#### What is required:
Can you reproduce the lines, requests included, beginning at the line that has "If you could indicate the tree branch" and stopping after the line that has "Query: park lawn", shifting each answer coordinate by -147 and leaving the format samples unchanged?

=== Supplied material ===

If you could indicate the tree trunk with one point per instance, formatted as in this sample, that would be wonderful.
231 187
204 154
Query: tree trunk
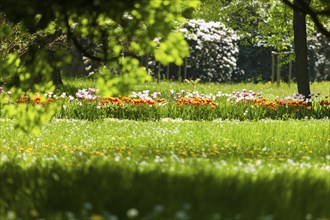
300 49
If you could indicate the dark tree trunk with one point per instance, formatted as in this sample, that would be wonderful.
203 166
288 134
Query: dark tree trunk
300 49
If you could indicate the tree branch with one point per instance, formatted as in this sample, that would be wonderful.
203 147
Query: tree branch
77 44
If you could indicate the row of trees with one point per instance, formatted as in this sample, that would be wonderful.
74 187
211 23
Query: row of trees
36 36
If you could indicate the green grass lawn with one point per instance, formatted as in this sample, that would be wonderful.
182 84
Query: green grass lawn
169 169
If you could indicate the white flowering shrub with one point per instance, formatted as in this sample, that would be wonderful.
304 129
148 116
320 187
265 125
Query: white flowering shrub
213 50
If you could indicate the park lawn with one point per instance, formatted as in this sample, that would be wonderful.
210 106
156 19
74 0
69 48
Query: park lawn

===
=== Supplied material ===

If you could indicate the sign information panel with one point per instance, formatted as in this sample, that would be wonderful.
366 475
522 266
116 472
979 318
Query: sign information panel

===

#### Written answer:
If you could indicate the tree branch with one point per instance, formatted as in this sample, that would be wonderful.
203 147
Query: tree branch
-70 -103
If you could indicate the row of trees with one point per instance, formatted as in this sample, that would be wonderful.
74 187
211 23
Query: row of trees
-111 -111
If you could indicate the green grass lawn with one point per instance, formatted as in this sample, that would be wonderful.
182 84
Query: green grass lawn
22 22
If you could indicate the white flowering shrub with one point per instance, formatted as in this sample, that would be wonderful.
304 129
148 116
320 187
265 125
Query: white flowering shrub
66 -97
If you could indicate the park lawn with one point per instance, formatted as in this sample, that would be wonderful.
210 106
156 19
74 0
69 48
Query: park lawn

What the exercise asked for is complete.